What you will do:
Give the lines of the entries from the line with "For a safety inspection report, we need the illuminated" to the line with "353 388 406 434", both included, as a numbered list, leaving out any blank lines.

Dataset rows:

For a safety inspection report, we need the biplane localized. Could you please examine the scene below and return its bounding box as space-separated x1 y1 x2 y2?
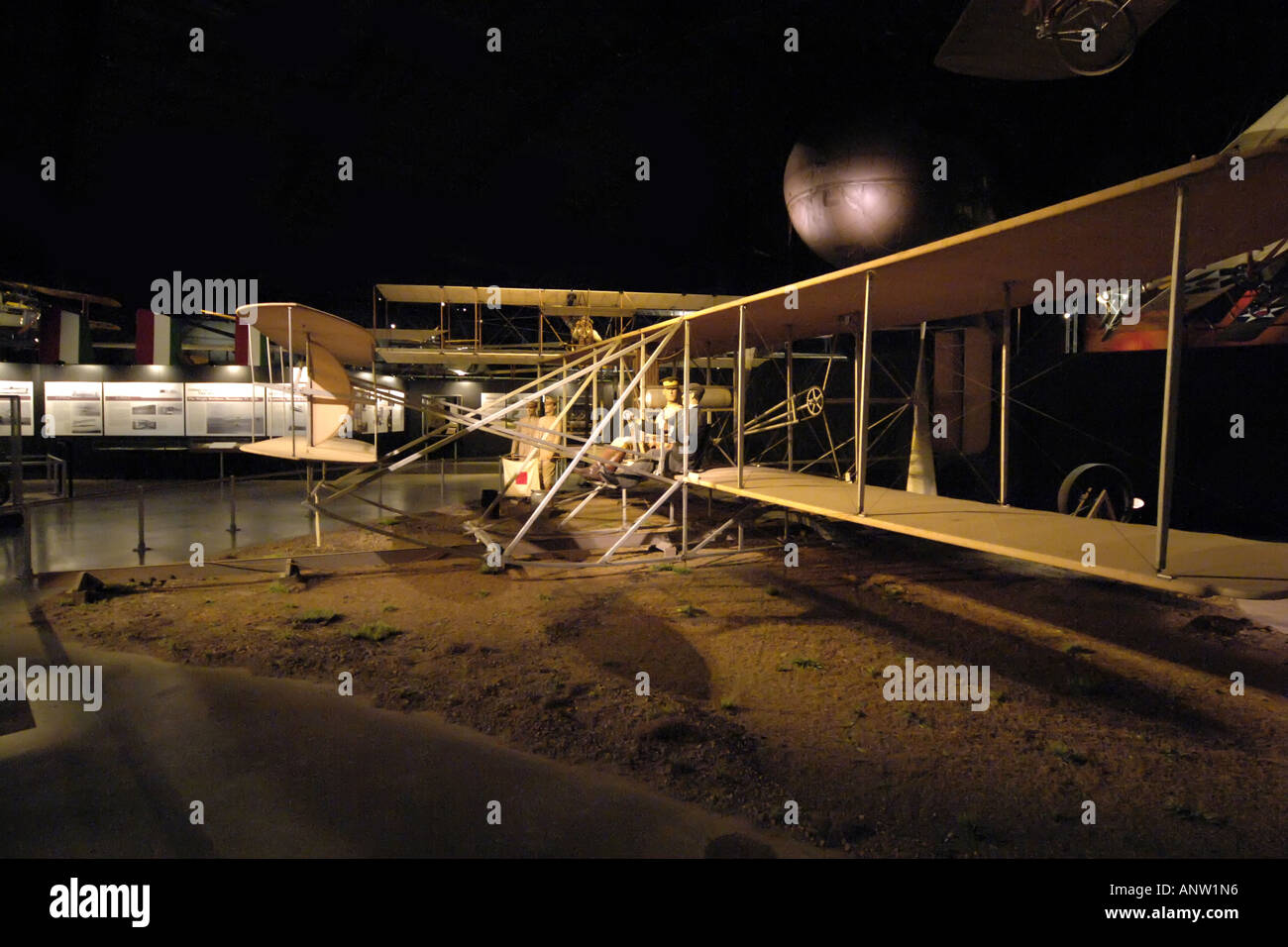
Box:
231 99 1288 599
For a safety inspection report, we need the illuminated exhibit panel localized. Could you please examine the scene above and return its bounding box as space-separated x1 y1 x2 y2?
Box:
184 381 265 437
46 381 103 437
103 381 184 437
268 383 309 438
0 381 36 437
353 388 406 434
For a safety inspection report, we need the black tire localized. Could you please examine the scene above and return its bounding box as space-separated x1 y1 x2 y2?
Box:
1056 464 1136 523
1053 0 1137 76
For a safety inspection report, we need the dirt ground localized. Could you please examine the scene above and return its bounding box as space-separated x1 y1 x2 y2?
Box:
44 499 1288 857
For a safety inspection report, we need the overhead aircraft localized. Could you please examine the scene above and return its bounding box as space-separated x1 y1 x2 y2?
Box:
241 92 1288 599
935 0 1176 80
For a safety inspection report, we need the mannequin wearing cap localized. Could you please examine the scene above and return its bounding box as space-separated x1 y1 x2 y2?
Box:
537 398 563 489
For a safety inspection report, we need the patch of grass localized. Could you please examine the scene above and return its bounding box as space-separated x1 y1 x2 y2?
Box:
903 707 930 729
1047 741 1087 767
349 621 402 642
1065 674 1115 697
292 608 340 625
1163 798 1227 826
872 582 909 601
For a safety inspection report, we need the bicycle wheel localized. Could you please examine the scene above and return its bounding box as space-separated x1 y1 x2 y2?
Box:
1052 0 1136 76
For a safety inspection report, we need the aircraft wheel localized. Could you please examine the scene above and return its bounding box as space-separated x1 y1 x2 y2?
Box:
1053 0 1137 76
1056 464 1136 523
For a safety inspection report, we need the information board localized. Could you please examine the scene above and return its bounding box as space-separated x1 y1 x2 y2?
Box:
46 381 103 437
0 381 36 437
184 381 265 437
103 381 184 437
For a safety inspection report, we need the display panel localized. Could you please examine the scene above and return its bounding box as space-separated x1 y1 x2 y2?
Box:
103 381 184 437
184 381 265 437
46 381 103 437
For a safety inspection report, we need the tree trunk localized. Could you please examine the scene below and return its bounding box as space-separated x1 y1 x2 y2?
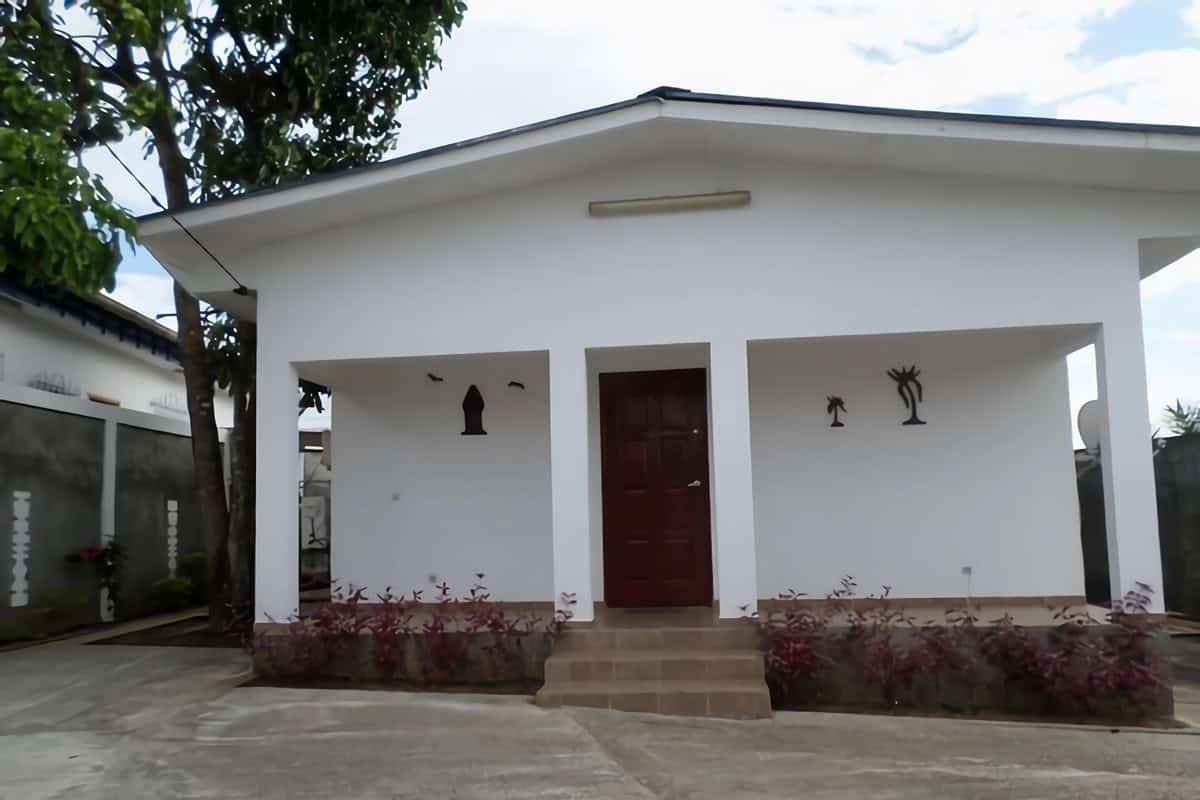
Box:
150 106 229 631
228 321 258 615
175 283 229 630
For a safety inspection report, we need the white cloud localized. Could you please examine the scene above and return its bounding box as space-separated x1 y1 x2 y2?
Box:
1180 0 1200 37
108 272 175 330
70 0 1200 441
1141 249 1200 299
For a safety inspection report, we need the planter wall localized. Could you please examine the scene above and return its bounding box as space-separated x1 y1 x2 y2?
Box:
767 625 1175 722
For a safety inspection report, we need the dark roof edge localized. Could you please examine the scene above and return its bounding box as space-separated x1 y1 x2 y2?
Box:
137 95 655 223
0 272 179 362
137 86 1200 223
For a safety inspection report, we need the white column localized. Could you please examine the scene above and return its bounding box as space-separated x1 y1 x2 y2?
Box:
709 338 758 619
254 357 300 622
100 419 116 622
1096 307 1163 612
550 348 594 621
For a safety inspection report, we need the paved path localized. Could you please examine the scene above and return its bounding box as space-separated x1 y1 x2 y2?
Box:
0 643 1200 800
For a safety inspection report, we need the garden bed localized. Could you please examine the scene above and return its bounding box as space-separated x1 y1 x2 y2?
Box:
756 578 1174 723
89 614 241 648
253 576 570 693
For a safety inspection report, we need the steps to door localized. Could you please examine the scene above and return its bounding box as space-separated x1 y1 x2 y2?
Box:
536 608 770 720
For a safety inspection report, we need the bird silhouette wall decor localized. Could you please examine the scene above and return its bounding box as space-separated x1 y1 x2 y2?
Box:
826 395 846 428
462 384 487 437
888 365 925 425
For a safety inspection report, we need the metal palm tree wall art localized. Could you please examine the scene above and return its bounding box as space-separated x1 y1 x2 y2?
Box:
826 395 846 428
888 365 925 425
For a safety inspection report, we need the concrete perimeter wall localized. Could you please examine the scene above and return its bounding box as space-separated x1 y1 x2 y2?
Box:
0 384 212 636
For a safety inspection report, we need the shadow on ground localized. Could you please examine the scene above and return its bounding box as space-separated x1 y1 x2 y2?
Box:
0 643 1200 800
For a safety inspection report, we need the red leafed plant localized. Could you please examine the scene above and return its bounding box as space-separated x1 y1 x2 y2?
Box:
256 573 575 685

Result of the exercise:
1. For a safety inspection report, we need the illuminated exhibit panel localized. Could you please examine the scene above and return its bounding box as space-separated x1 y1 x2 y2?
2. Box:
3. 184 381 265 437
4. 46 381 103 437
5. 103 381 184 437
6. 268 383 309 438
7. 0 381 36 437
8. 353 388 406 434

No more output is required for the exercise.